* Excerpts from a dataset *
------------------------

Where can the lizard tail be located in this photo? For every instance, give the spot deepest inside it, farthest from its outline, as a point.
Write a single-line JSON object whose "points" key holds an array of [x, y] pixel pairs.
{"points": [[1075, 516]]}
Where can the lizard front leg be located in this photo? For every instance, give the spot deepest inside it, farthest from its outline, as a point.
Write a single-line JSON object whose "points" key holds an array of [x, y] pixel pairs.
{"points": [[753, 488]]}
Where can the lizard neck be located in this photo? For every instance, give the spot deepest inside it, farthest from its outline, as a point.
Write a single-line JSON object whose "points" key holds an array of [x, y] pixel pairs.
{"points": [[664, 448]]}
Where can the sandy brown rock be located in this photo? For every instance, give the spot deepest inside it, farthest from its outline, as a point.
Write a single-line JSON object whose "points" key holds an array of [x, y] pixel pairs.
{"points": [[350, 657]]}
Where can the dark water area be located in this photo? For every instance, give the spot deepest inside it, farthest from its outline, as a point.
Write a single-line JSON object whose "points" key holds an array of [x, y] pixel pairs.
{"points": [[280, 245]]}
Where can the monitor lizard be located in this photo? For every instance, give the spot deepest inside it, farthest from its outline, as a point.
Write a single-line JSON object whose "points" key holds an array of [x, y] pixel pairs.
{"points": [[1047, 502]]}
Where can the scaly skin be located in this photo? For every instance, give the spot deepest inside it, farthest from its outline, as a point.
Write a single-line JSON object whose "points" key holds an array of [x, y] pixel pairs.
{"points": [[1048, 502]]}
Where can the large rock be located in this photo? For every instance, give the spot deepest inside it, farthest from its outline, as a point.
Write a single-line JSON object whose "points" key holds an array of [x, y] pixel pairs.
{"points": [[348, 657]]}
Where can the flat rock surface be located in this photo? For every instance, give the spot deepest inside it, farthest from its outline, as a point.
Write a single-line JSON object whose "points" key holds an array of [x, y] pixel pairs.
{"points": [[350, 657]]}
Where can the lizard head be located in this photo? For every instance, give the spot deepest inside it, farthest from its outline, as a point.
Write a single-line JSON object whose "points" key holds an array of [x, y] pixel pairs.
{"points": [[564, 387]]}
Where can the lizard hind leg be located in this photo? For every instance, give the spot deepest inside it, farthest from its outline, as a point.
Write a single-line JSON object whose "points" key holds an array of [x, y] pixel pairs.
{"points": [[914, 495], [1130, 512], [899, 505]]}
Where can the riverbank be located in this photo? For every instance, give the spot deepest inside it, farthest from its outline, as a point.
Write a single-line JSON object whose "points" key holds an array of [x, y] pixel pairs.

------------------------

* WHAT IS NEEDED *
Every entry should be printed again exactly as it stands.

* REPLY TO THE EXERCISE *
Where can the lizard tail be located in this photo? For every instance, give the spot deepest inside it, farthest from its outline, as a point.
Write a single-line JSON object whose "points" key holds an array of [x, y] pixel pairs.
{"points": [[1075, 516]]}
Where can the lizard front leg be located in this photo? For every instance, give the spot deepest inside it, farthest from its outline, as a point.
Write a single-line JSON object whose "points" key holds an array of [x, y] pixel pairs.
{"points": [[753, 488]]}
Where can the lizard neck be located in this photo? For every instance, give the spot deepest inside it, farthest from its outline, as a point.
Write a single-line JSON object whose "points" key holds an array of [x, y] pixel pairs.
{"points": [[664, 448]]}
Where can the sandy brown rock be located in this photo? For every instance, give the spot deepest inside it, farthest from its outline, as a point.
Write a single-line JSON object whose "points" key holds an array of [x, y] pixel pairs.
{"points": [[350, 657]]}
Where can the dark water area be located in this photo? For every instance, give the spot deepest inside it, farthest from its outline, as a point.
Write a single-line JSON object whose "points" key holds an array of [x, y] pixel pairs.
{"points": [[280, 245]]}
Where can the monitor lizard be located in this photo? For every instance, give the spot deepest inside it, farthest from its outline, as a point.
Write a single-line JSON object whose "points" key holds an array of [x, y] pixel pairs.
{"points": [[1047, 502]]}
Where can the scaly skin be located in this photo? For every instance, give the spot deepest inside it, farthest from its outline, as a point.
Write a single-line JSON object whose "points" key holds an array of [x, y] pixel pairs.
{"points": [[1048, 502]]}
Where can the large rock be located in this photo? For every instance, give the spot deepest inside it, farthest from its outline, as a point.
Write a single-line JSON object whose "points" key holds an array of [x, y] pixel pairs.
{"points": [[348, 657]]}
Where can the flat rock surface be located in this photo? For every instance, give the spot deepest inside it, farthest from its outline, as a point.
Write a single-line JSON object whose "points" key holds an array of [x, y] pixel pairs.
{"points": [[350, 657]]}
Where can the lizard head be located in this photo? For every instance, give the spot deepest inside it, farthest from its outline, as a point.
Write a single-line JSON object whose "points" key holds an array of [x, y] pixel pairs.
{"points": [[564, 387]]}
Where can the lizard hind leg be located in this photo? For every instance, give the spot deepest inside it, farthest from its outline, as a point.
Write a single-line JSON object whose "points" key holds an array of [x, y] pixel pairs.
{"points": [[914, 495], [1130, 512], [899, 505]]}
Where can the riverbank be located in this photo? For every instance, give the spot deepest inside it, farthest from its outline, as a point.
Write a single-line JSON object whose "points" key holds an array of [x, y] pixel pairs.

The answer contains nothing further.